**Selected excerpt:**
(begin)
They’ve heard the amazing story told by Mary Magdalene, the first eyewitness…

Heard about the stone, rolled away – the tomb, empty – the grave clothes, empty and rolled up… Heard about angels in white, asking Mary “why are you weeping?”  Heard about the man who Mary first thinks must be the gardener – who, like the angels, asks, “Woman, why are you weeping? Whom are you looking for?”…

They’ve heard Mary tell how she recognized him, finally – alive! – as he called her name, and said, ‘go, tell the others – I’m ascending to my Father and your Father, my God and your God’…

The disciples have all heard the story. And they’re still afraid…

The powers-that-be of church and state have laid Jesus in the tomb… The disciples figure they may be next…

But now Jesus passes through their locked doors, and greets them –  “Peace be with you.” Giving the same ordinary-greeting everyone in those days gave and received…every day…

Except now this everyday greeting – Peace be with you – is the voice of new life, risen from the dead… As Jesus shows disciples the marks of the nails imprinted in his hands – the mark of the spear that pierced his side… Still carrying the death of the world in his body of resurrection life.***

In the beginning was the Word,  and the Word was with God,

and the word was God. He was in the beginning with God.
(end)
**Information supplied:**
(begin)
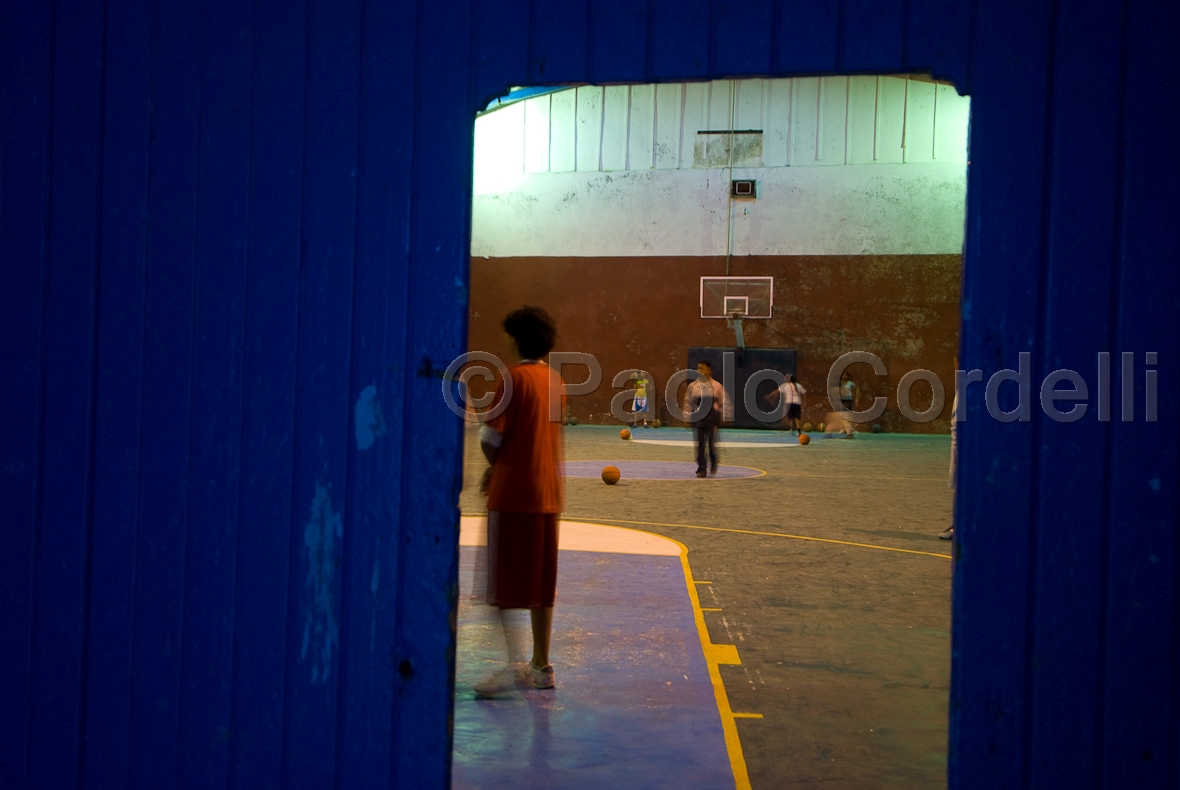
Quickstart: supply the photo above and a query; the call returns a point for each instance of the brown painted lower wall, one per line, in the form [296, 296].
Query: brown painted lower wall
[644, 312]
(end)
**Exercise details:**
Please answer from the excerpt about the empty tomb above: what greeting does Jesus give the disciples after passing through their locked doors?

**The reply:**
"Peace be with you."